** CHALLENGE **
Return the full material exactly.

* start *

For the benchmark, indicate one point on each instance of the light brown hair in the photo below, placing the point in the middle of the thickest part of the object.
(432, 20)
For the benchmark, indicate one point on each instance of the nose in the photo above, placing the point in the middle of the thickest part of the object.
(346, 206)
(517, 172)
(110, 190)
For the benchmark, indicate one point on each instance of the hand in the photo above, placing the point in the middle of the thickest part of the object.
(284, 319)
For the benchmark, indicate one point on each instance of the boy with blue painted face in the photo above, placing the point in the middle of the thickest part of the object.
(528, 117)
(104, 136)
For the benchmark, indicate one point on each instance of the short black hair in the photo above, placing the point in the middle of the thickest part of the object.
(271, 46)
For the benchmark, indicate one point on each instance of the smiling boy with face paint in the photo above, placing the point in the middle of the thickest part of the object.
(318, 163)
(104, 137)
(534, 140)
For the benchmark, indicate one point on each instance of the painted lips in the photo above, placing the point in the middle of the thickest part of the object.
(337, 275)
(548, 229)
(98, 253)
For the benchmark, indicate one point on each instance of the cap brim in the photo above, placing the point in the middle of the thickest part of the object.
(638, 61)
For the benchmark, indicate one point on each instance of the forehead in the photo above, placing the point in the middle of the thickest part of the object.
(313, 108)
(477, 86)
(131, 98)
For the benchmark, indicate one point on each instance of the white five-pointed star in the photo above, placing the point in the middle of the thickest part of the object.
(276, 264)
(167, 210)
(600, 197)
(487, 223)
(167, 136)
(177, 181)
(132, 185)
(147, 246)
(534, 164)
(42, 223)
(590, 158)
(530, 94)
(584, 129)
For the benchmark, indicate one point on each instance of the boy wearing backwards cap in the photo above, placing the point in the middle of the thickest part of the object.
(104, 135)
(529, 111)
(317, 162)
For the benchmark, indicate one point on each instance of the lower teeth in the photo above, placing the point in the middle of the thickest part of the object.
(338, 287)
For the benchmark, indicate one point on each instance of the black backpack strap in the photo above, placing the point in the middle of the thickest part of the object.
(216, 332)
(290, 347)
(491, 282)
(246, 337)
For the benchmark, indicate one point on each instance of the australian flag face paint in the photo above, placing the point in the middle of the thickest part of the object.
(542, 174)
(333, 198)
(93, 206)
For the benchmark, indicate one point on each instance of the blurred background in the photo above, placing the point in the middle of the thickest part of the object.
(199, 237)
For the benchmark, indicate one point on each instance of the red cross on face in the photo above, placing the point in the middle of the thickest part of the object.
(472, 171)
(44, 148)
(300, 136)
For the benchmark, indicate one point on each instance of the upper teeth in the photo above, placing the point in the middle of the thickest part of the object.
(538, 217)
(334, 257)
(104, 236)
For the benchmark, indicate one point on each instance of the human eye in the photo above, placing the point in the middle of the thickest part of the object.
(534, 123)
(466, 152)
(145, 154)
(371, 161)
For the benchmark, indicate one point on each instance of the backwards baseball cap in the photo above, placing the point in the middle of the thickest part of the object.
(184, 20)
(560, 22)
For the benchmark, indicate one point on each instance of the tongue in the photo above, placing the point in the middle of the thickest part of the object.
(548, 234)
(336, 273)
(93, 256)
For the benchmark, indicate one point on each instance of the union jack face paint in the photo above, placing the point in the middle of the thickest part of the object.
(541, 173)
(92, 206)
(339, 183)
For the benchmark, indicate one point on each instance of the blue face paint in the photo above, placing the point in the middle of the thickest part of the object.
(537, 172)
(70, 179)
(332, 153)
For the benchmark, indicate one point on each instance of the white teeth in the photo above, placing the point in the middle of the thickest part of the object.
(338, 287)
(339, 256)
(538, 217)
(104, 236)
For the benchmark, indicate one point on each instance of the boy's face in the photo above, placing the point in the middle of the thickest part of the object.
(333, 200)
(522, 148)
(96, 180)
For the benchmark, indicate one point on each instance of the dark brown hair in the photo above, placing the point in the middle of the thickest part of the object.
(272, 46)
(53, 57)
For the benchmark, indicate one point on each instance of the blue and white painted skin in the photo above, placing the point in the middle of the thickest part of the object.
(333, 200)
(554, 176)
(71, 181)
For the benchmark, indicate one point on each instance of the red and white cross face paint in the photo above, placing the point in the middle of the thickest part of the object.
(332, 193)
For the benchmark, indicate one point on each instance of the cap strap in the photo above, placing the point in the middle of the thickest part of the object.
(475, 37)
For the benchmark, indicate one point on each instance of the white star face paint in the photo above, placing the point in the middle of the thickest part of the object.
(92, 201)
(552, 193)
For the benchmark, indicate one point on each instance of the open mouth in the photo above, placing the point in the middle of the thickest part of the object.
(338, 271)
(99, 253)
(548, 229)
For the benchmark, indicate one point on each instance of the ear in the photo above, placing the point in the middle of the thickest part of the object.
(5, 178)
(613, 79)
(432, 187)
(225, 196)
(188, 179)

* end *

** FINISHED TASK **
For the benchmark, indicate one point on each instance of the light brown hair in the photo below, placing the point in the middle of the thickest part of the object.
(432, 20)
For the benchmark, indicate one point on each instance of the nose in the photo above, placing the point in the middle of the thickest part of the object.
(346, 206)
(517, 172)
(110, 190)
For the benchmark, indicate one point on each instance of the hand in the photo above, placing the point in the middle of the thickest part of the object.
(284, 319)
For the benchmark, indicate one point on each instance of the boy with blue painted face in the photo above, placing the point in the middle of the thickest part of the object.
(528, 117)
(104, 136)
For the benchmark, indicate one point on each instance of the short black hair in the photo above, placing the point in the middle of the thickest part of the object.
(271, 46)
For the benchmark, indicate one point on each instance of the smiling boy with face paint in the photo above, placing the point in the middle of the thickest part of the object.
(318, 163)
(104, 137)
(534, 140)
For the benchmark, indicate one point on each instance of the painted lips in the photo above, placing the point in the middle of the thickest part of the object.
(337, 275)
(548, 229)
(98, 253)
For the benchmark, indicate one point on each instance of the cap brim in the photo above, placing the point in the middle of the thickest part of the object.
(638, 61)
For the benchmark, indicate one point on each instance of the forehead in the photo above, placing the point in the middle of the thickest part of the object.
(313, 108)
(477, 86)
(131, 98)
For the benchmark, indicate one point on each instance of the white five-pointed star in the photo above, placing the point in the middle of the thickest part of the object.
(276, 264)
(167, 210)
(600, 197)
(487, 223)
(167, 136)
(177, 181)
(132, 185)
(147, 246)
(534, 164)
(42, 223)
(590, 158)
(530, 94)
(584, 129)
For the benchmark, indicate one point on each instance of the boy wearing backwards cap in the photo above, placing the point in the middle of the thickest part of the object.
(104, 135)
(529, 111)
(317, 162)
For the benchmark, indicate one point on each instance of the lower teeth in the photo above, placing the point in the middle of the thickest part of the object.
(338, 287)
For the benchmark, indicate one point on each instance of the black backpack strap in the photo above, placing the point in the middle of the thickest part of the object.
(216, 332)
(290, 347)
(491, 282)
(246, 337)
For the benchmark, indicate one point on each instance of the australian flag face paint in the photo above, placing the point in the middle of the thickest part of the object.
(542, 174)
(333, 198)
(93, 206)
For the benchmark, indicate one point on each instance of the blurred background in the photo above, placing the point in the middle of the thickest part of the object.
(199, 237)
For the benchmark, indicate one point on each instance of the red cross on face in the photo above, placing the point in the middle of the thickest part of the object.
(472, 171)
(44, 148)
(300, 136)
For the benchmark, indicate one point on each instance of the upper teeth in the photo above, placing the point in the middle of the thickest part of the object.
(538, 217)
(334, 257)
(104, 236)
For the benchmark, indicate one point on each instance of the human eye in the photo above, placing the point in the middle of the thickest part of the object.
(534, 123)
(466, 152)
(145, 154)
(371, 161)
For the benchmark, indicate one point on each instance of the backwards baseball cap in the photo above, placing the point in the middle of the thickest part of the object.
(184, 20)
(560, 22)
For the benchmark, indicate one point on each instance of the tongue in the photo above, placing the point in the middle of the thickest part of the object.
(548, 234)
(336, 273)
(93, 256)
For the benchmark, indicate one point on each instance of the union jack face paint in the photo above, placing the point in the middle of the thickest part of the object.
(541, 173)
(92, 206)
(339, 183)
For the benchmark, indicate one point on each instance of the blue face paint in the photo above, placing the point in the middle of the thickest part of the object.
(537, 172)
(70, 179)
(332, 153)
For the benchmark, indicate one point on each instance of the white teeth in the photo above, placing the point in the middle of the thickest part of the object.
(338, 287)
(339, 256)
(538, 217)
(104, 236)
For the benchmark, indicate one point on each instance of the boy's face in the photo above, placing the point in the middle of the thickest part of the object.
(333, 200)
(522, 148)
(96, 180)
For the benchmark, indicate one point on each instance of the dark brown hair in the photo above, placing the point in the middle of the thickest part of the object.
(272, 46)
(53, 57)
For the benchmark, indicate one point on each instance of the blue and white painted skin in the photo above, placing the point in the middle of the thickest part of the object.
(333, 200)
(554, 176)
(71, 181)
For the benchmark, indicate one point on each instance of the red and white cross face paint in the photo above, placing the point in the middle of the thickest part of the object.
(332, 193)
For the benchmark, indicate one point on each instance of the cap strap in the photo above, placing the point in the middle of the thickest part of the object.
(475, 37)
For the benchmark, indicate one point on each instance of the white star face paint in the photo above, placing the point in the middle of the thickest part of the object.
(92, 201)
(552, 193)
For the benchmark, indicate one point on each instance of the open mouth in the photo above, placing the point in the middle of the thickest part of the object.
(338, 271)
(99, 253)
(548, 229)
For the benchmark, indicate one point on each instance of the ear in the photo above, placing the point in the middle of the thickest part of the object.
(5, 178)
(613, 79)
(432, 187)
(225, 196)
(188, 179)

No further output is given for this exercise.